Supplied text:
>>>>

One might argue, of course, that the more great Sargent watercolors the merrier, or better. Gail Scott's observations are very perceptive about the abundant energy of many of Nice's works and about the very interesting maturing of his style. For a while, Nice produced large "portraits" of animals like buffaloes but it is not until he began his "totems" that his art really begins to resonate. At first, he did vertical "totems," but more recently he has experimented wildly and very effectively with their form, sometimes using a star form and often far more complex forms, sometimes perforated. The "predellas" at first were at the bottom of rectangular pictures, but now often surround the central image and even, in the "spinners," are not always right-side up. Whereas traditional predellas on Renaissance altarpieces were usually different scenes from the subject's life, Nice's predellas are often single animals, like a bird or a squirrel, and while the Renaissance masters were deeply involved with quite specific symbolism of animals and objects that they included in their works, one gathers that Nice does not have a specific iconographic hierarchy and is content to let viewers of his works free-associate. His "predella" concept could be seen as "sub-texts" but one senses that Nice is not overly concerned with Post-Modern interpretations and analyses. The subjects of his predellas are probably comfortable, nostalgic, friendly remembrances.

His "anodized aluminum" technique could be seen as something of a gimmick were it not for how stunning it appears, not for the metallic texture but for the wonderfully saturated colors of his brushwork that is extremely painterly. Some computer art glossy prints have a similar sheen, but cannot compare with the textural quality of these works. Many of these works have the aluminum painting mounted on a thin wooden backing that is cut to the same shape. In many of the works, Nice incorporates elaborate abstract, often, zigzag borders that serve partially as frames and partially as connectors. Some artists, such as Louis Elshemus, who painted the outlines of curved frames on his rectilinear paintings, or John Marin, who occasionally painted frames to meld into his paintings, or Thomas Eakins, who once in a while created elaborate carvings of objects pertinent to his portrait subject's life on his frames, have made interesting experiments with how best to contain and display their art. In the post-World War II-era many abstract and Pop artists have been content to the narrowest of frames, a choice not often in the best interests of the art. Nice's asymmetrical aluminum works, however, stand very much and very well on their own.

Nice clearly has a fond regard for landscapes and some of his harken back to the spectacular fiery sunsets of Frederic Church [see The City Review article]. While he apparently declines to be categorized as an "environmental" artist, he surely has an infectious love of nature.

There is whimsy, wonder and affection in these works, but they are grounded in reality, not fantasy, and they are poetic follies of an inquisitive mind without the overbearing weight of some Surrealists or the blatant and often ponderous attempt of some abstract artists.

This exhibition will be shown June 4 to August 22, 2004 at the Albany Institute of Art.

<<<<

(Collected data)
>>>>

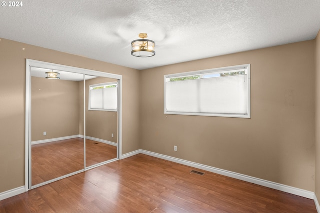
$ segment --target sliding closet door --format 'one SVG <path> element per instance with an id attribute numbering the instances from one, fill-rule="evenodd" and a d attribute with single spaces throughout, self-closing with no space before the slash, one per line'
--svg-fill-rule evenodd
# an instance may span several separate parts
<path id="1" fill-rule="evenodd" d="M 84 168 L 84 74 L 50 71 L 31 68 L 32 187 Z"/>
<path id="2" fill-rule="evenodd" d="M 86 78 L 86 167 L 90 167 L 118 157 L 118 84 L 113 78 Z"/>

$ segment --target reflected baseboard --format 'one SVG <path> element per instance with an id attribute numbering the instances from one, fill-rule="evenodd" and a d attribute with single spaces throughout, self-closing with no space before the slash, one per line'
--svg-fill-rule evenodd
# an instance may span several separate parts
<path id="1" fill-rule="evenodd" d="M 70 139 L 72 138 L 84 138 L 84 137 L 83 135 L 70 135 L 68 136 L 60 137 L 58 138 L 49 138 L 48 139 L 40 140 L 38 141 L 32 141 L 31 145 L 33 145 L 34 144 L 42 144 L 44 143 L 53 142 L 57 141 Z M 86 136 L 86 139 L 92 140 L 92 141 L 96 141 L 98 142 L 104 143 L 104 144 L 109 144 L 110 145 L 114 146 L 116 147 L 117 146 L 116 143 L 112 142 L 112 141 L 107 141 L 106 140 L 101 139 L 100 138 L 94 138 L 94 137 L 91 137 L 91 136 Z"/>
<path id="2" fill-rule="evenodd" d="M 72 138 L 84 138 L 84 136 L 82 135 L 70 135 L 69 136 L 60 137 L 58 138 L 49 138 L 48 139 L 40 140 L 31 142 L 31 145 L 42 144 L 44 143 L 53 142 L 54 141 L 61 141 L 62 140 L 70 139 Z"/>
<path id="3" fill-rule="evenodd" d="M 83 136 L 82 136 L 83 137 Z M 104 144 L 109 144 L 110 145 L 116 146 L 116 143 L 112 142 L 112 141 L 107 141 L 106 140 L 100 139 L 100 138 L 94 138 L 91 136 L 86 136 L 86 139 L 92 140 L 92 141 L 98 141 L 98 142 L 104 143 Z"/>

<<<<

Task list:
a. According to the review, where will the exhibition be shown?
b. Write out the passage of the review starting with "There is whimsy, wonder" and going on through "some abstract artists.", copying it word for word.

Responses by task:
a. At the Albany Institute of Art.

b.
There is whimsy, wonder and affection in these works, but they are grounded in reality, not fantasy, and they are poetic follies of an inquisitive mind without the overbearing weight of some Surrealists or the blatant and often ponderous attempt of some abstract artists.